### SELECTED TEXT
D.S. answers from New York on November 13, 2009
I haven't had a similiar experience but I have heard about this is my studies to become a nurse. Its a disorder called pica, it is characterized by eating non nutritional items and usually accompanies some type of vitamin deficiency. Supposedly, it's the body's way of identifying the deficiency and trying to correct it. Measures to correct the issue are generally simple, not allowing items that have no nutritional value and replacing that habit with a better one. I would recommend talking to your pediatrician to determine if there is a vitamin deficiency and to discuss what to do. However, it depends on your doctor, some say kids will grow out of it while others will try to find the cause. Good luck!
J.K. answers from Cleveland on November 16, 2009
Ok so I read your request and was going to reply "oh yeah my son does this all the time, no big deal" Now I have read the other posts and am thinking I need to look into this? However, he eats great, there is nothing he won't eat and also takes a daily vitamin. I know he is very healthy, so is it possible it is a texture thing? My mom tells me I also did this as a child, and according to her I said that I did it because "i liked the way it felt".
I did however put my foot down when I realized he was putting them in his nose. We had a talk about how things don't go in your nose, and so far, no more fuzzies have appeared in the nostril.
I will be curious to hear what happens!

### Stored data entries

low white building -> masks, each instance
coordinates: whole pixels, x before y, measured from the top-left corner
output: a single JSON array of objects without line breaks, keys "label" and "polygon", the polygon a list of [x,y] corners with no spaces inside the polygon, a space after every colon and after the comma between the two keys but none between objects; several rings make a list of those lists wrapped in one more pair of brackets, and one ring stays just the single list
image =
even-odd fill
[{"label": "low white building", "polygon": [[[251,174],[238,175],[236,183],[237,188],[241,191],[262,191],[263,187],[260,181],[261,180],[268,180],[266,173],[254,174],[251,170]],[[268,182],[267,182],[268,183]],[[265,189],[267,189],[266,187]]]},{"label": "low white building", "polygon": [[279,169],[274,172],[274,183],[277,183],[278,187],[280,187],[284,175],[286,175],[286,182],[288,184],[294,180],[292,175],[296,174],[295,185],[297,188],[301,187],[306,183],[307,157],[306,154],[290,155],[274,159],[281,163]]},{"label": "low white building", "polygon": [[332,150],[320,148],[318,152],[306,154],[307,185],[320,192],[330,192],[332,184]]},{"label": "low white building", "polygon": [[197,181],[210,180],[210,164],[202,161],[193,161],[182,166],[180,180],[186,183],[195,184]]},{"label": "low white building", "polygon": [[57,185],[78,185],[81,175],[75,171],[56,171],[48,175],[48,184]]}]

==

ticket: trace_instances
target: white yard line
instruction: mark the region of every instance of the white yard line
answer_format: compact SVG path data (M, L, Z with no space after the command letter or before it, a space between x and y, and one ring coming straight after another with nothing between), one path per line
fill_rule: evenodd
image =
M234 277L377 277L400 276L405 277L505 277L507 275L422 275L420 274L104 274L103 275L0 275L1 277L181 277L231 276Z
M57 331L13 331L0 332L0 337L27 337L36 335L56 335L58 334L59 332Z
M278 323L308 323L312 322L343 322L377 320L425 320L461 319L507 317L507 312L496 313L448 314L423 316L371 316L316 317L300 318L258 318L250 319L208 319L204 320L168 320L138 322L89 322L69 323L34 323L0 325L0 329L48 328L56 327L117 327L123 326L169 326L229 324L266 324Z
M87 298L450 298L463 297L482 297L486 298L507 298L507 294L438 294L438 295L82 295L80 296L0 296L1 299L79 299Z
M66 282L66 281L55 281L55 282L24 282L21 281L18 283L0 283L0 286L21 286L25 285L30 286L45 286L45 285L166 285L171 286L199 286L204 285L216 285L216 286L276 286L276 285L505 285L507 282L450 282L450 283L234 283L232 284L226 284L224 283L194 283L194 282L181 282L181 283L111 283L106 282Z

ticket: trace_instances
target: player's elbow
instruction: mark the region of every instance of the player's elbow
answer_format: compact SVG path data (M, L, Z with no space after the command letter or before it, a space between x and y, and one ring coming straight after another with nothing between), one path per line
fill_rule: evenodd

* * *

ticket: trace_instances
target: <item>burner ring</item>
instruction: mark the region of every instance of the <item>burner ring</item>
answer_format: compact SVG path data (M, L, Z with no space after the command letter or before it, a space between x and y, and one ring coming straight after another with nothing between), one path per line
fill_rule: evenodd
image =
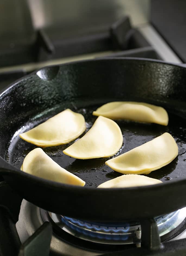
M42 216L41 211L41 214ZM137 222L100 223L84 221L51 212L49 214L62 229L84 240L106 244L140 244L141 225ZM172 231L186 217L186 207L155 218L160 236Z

### YOUR TASK
Reproduce the passage from the replies about pica, starting with "I did however" and going on through "hear what happens!".

### TASK ANSWER
I did however put my foot down when I realized he was putting them in his nose. We had a talk about how things don't go in your nose, and so far, no more fuzzies have appeared in the nostril.
I will be curious to hear what happens!